> **WHAT YOU HAVE TO DO**
Type out the entries again, matching each one exactly.

(Dataset entries)
[Start of section]
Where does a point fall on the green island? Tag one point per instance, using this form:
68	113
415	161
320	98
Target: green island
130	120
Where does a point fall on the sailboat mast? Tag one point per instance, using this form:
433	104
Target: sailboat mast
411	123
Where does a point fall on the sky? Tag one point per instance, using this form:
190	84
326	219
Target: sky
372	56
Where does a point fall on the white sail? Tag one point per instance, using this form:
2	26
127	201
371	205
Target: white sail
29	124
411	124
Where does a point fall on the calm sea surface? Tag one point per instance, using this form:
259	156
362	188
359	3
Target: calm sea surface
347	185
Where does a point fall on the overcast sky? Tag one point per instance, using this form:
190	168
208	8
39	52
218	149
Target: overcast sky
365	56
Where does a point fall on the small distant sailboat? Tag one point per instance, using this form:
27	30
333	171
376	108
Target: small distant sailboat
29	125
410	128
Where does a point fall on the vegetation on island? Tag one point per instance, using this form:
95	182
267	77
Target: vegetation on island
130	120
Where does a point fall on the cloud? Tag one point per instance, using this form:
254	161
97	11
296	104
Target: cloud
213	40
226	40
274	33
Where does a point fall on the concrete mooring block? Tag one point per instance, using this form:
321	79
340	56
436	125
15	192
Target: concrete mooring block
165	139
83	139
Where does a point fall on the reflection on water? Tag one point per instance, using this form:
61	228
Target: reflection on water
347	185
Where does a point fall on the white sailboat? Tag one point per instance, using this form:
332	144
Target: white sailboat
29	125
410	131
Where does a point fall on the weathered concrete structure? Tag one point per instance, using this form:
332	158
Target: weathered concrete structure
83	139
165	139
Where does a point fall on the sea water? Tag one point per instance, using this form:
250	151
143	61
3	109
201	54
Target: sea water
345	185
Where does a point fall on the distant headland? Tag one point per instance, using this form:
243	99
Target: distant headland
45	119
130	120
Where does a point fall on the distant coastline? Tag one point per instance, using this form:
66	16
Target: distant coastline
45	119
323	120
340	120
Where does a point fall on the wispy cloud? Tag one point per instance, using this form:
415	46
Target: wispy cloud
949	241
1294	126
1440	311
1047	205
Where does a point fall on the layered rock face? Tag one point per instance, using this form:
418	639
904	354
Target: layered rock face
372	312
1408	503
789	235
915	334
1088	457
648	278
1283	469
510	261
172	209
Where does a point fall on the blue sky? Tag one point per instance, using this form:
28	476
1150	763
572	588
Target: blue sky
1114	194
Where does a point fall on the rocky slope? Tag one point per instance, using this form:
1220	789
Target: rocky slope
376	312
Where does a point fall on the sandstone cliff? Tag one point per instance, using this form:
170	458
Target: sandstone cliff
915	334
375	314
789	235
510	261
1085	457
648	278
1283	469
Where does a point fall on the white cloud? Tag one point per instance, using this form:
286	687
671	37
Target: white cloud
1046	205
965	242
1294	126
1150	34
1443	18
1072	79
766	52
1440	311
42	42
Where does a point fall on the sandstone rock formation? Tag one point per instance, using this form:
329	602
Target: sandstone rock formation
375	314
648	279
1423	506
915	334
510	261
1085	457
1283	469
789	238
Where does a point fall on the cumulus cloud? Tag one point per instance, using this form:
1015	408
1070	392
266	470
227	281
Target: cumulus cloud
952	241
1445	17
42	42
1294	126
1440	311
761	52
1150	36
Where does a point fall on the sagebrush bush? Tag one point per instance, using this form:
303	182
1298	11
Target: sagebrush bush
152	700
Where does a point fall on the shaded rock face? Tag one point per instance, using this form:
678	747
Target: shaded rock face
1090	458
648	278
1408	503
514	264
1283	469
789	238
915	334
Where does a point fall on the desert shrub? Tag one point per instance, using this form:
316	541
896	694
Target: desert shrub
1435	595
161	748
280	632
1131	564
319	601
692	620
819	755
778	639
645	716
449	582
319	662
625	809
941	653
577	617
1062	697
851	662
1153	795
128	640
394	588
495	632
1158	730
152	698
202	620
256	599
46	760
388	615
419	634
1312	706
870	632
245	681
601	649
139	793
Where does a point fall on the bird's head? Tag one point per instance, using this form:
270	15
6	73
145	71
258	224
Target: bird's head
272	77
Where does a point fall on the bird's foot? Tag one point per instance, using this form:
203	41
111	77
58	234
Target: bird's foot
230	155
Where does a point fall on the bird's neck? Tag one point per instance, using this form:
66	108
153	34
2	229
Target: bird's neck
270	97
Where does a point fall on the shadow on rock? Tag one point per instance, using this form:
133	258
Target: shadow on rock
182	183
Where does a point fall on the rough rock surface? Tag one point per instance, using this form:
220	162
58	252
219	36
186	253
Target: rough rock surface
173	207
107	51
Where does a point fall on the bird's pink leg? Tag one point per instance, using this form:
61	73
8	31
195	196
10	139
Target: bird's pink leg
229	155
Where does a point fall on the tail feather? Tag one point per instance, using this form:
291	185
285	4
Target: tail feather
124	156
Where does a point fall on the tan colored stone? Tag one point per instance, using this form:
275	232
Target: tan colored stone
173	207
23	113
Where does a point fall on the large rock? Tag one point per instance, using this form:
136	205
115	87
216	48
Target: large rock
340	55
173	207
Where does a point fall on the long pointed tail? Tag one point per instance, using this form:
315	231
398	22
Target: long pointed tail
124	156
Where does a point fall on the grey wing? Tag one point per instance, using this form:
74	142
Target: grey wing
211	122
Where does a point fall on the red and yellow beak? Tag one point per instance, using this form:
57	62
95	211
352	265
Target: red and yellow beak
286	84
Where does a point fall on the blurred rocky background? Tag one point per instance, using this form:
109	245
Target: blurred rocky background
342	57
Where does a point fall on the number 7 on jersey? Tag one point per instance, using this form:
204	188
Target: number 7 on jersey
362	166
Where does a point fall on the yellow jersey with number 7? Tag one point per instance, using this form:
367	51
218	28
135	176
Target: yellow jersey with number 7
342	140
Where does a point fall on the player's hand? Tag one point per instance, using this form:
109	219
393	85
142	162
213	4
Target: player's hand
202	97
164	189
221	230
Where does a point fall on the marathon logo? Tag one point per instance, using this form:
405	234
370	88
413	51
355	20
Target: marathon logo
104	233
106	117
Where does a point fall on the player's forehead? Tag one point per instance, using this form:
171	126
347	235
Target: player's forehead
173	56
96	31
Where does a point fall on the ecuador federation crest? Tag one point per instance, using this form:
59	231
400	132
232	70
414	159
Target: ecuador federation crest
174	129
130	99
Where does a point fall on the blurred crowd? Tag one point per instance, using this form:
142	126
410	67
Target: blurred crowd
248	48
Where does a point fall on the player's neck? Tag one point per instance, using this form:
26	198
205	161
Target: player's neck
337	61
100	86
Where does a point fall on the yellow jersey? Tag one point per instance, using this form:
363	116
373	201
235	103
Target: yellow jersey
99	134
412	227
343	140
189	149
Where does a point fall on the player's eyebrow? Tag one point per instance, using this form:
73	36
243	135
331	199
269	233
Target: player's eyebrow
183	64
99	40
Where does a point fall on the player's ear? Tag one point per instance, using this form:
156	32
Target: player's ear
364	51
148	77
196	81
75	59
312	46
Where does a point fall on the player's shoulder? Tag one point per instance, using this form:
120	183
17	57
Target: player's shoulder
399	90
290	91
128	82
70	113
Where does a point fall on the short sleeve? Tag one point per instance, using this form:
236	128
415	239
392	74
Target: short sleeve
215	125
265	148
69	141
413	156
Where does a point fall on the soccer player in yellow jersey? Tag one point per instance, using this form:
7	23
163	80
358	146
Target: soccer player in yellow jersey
[End of section]
> **ANSWER BOX**
Where does a point fall on the green island? Tag one point per instance, using this form:
68	113
415	161
320	98
Target: green island
130	120
Where does a point fall on the sailboat mast? Tag one point per instance, using this form:
433	104
Target: sailboat mast
411	123
Where does a point fall on the sky? Tag one point per instance, using this form:
190	84
326	219
Target: sky
372	56
Where does a point fall on the white sail? Tag one point per instance, using this form:
2	26
127	201
371	205
Target: white sail
29	124
411	124
Where does a point fall on the calm sea surface? Tag one point per instance, using this form:
259	156
362	188
359	3
Target: calm sea surface
347	185
Where does a point fall on the overcast sky? Tag one point per instance, using this form:
190	168
208	8
39	52
218	149
Target: overcast sky
365	56
Where does a point fall on the small distant sailboat? Tag one point per instance, using this form:
27	30
333	171
376	108
Target: small distant sailboat
29	125
410	128
Where does a point fall on the vegetation on island? Tag one point per instance, using this form:
95	182
267	77
Target: vegetation on island
130	120
Where does a point fall on the cloud? Tag one point per instance, using this form:
254	161
97	11
296	104
Target: cloud
213	40
226	40
274	33
Where does a point fall on the concrete mooring block? Tag one point per instance, using this form:
321	79
340	56
436	125
15	192
Target: concrete mooring block
165	139
83	139
Where does a point fall on the reflection on water? Tag one point per instance, using this form:
61	228
Target: reflection on water
347	185
Where does a point fall on the white sailboat? Tag one point per instance, using this form:
332	144
Target: white sailboat
29	125
410	131
Where does a point fall on the weathered concrete structure? Tag one point per instance, using this form:
332	158
Target: weathered concrete structure
83	139
165	139
Where does a point fall on the sea water? Tag one point per instance, using this form:
250	151
143	61
3	109
201	54
Target: sea water
345	185
Where does a point fall on the distant headland? Tag one point per instance, using this form:
243	99
Target: distant headland
45	119
130	120
Where does a point fall on the distant coastline? Tag one point per instance, using this form:
66	16
Target: distant coastline
45	119
323	120
340	120
Where does a point fall on the wispy cloud? Tag one point per instance, using this form:
415	46
Target: wispy cloud
949	241
1294	126
1440	311
1047	205
Where does a point fall on the layered rock face? Tag one point per instance, using this form:
418	639
904	354
Target: layered rock face
372	312
1408	503
789	235
915	334
1088	457
648	278
1283	469
510	261
172	209
Where does a point fall on the blue sky? Tag one point per instance, using this form:
28	476
1150	763
572	588
Target: blue sky
1114	194
Where does a point fall on the rocky slope? Tag one point per instance, using this form:
1220	789
Target: rocky slope
376	312
Where does a point fall on the sandstone cliff? Tag one point per instance, using this form:
170	458
Target: sandstone cliff
915	334
375	314
789	235
510	261
1085	457
648	278
1283	469
Where does a point fall on the white cloud? Tag one point per instance, using this form:
286	687
671	37
Target: white cloud
1046	205
965	242
1294	126
1150	34
1443	18
1072	79
766	52
1440	311
42	42
Where does a point fall on the sandstone rock formation? Tag one point per instance, using this form:
329	602
Target: sandstone rock formation
375	314
648	279
1423	506
915	334
510	261
1085	457
1283	469
789	238
Where does a point fall on the cumulus cloud? Tag one point per instance, using this form:
1015	408
1070	392
266	470
227	281
Target: cumulus cloud
952	241
1445	17
42	42
1294	126
1440	311
761	52
1150	36
Where does a point fall on the sagebrush bush? Tag one point per instance, using this form:
303	182
1298	11
Target: sagebrush bush
152	700
Where does a point fall on the shaded rock face? Tag one point per instance, using this form:
678	747
Target: shaded rock face
1090	458
648	278
1408	503
514	264
1283	469
789	238
915	334
Where does a point fall on the desert shrub? Tag one point per instance, using this form:
316	541
896	694
Target: desert shrub
1435	595
161	748
280	632
1131	564
319	601
692	620
819	755
778	639
645	716
449	582
319	662
625	809
941	653
577	617
1062	697
851	662
1153	795
128	640
394	588
495	632
1158	730
152	698
202	620
256	599
46	760
388	615
419	634
1312	706
870	632
245	681
601	649
139	793
Where does a point fall on the bird's head? Tag one point per instance, using this form:
270	15
6	73
145	71
258	224
Target: bird's head
272	77
Where does a point fall on the bird's foot? Tag one point per instance, using this form:
203	41
111	77
58	234
Target: bird's foot
230	155
Where does a point fall on the bird's neck? Tag one point per instance, using this form:
66	108
153	34
2	229
Target: bird's neck
270	97
Where does a point fall on the shadow on rock? Tag one point per instance, using this form:
133	258
Target: shadow on rock
182	183
Where does a point fall on the rough rock surface? Tag one point per instance, using this form:
220	162
58	252
219	36
186	253
Target: rough rock surface
173	207
107	51
Where does a point fall on the bird's pink leg? Tag one point per instance, using this form:
61	73
8	31
195	196
10	139
Target: bird's pink leg
229	155
Where does a point fall on the tail feather? Tag one point per instance, using this form:
291	185
285	4
Target: tail feather
124	156
Where does a point fall on the tan colored stone? Tag one point per instance, using this form:
275	232
Target: tan colored stone
173	207
23	113
Where does a point fall on the large rock? Tag one point per instance, using this form:
136	205
115	87
216	48
Target: large rock
340	55
173	207
Where does a point fall on the long pointed tail? Tag one point per instance, using this form:
315	231
398	22
Target: long pointed tail
124	156
Where does a point fall on the grey wing? Tag one point per instance, using this form:
74	142
Target: grey wing
211	122
Where does a point fall on the red and yellow beak? Tag one point per instance, using this form:
57	62
95	211
352	265
Target: red and yellow beak
286	84
Where does a point fall on the blurred rocky background? Tag one point per instance, using this form:
109	245
Target: blurred rocky background
342	57
Where does a point fall on the number 7 on jersey? Tag one point per instance, using this form:
204	188
Target: number 7 on jersey
362	166
Where does a point fall on the yellow jersey with number 7? Tag one point per instance, using this form:
367	51
218	28
135	176
Target: yellow jersey with number 7
342	140
Where does a point fall on the player's hand? Tag one point per instance, using this form:
109	219
393	85
142	162
213	4
Target: player's hand
202	97
164	189
221	230
Where does a point fall on the marathon logo? Tag one point per instance, using this form:
405	234
370	88
413	51
355	20
Target: marathon logo
104	233
106	117
Where does a point fall on the player's forehead? Tag one point per instance, using this form:
171	126
347	235
Target: player's forehead
173	56
96	31
Where does a point fall on the ecuador federation crest? Tag one point per instance, using this form:
59	231
400	132
232	70
414	159
Target: ecuador federation crest
174	129
130	99
Where does a point fall on the blurred crowd? Tag one point per instance, using this form:
142	126
410	67
Target: blurred crowd
248	48
Where does a point fall on the player's neck? Tag one point per instance, using this form:
26	198
205	161
Target: player's neck
337	61
100	86
Where does a point fall on the yellow jersey? Tag one point per instance, using this form:
363	116
373	201
235	103
Target: yellow jersey
99	134
412	227
343	140
189	149
Where does a point fall on the player's eyebrow? Tag one point per instance, using this form:
73	36
243	135
331	199
269	233
Target: player's eyebrow
183	64
99	40
Where does a point fall on the player's ear? Tag one point per instance, using this form:
156	32
Target: player's ear
364	51
148	77
196	81
75	59
312	46
Where does a point fall on the player's shoulder? Tag one point per instance, using this form:
120	183
17	57
Target: player's shoulder
399	90
290	91
128	82
70	113
Where does a point fall on the short sleeve? Tag one point per instance, using this form:
236	128
415	239
392	74
Target: short sleeve
215	125
265	148
69	141
413	156
Where does a point fall on the soccer player in yellow jersey? Tag one point per instance, using this form:
7	23
163	80
358	146
Target: soccer player in yellow jersey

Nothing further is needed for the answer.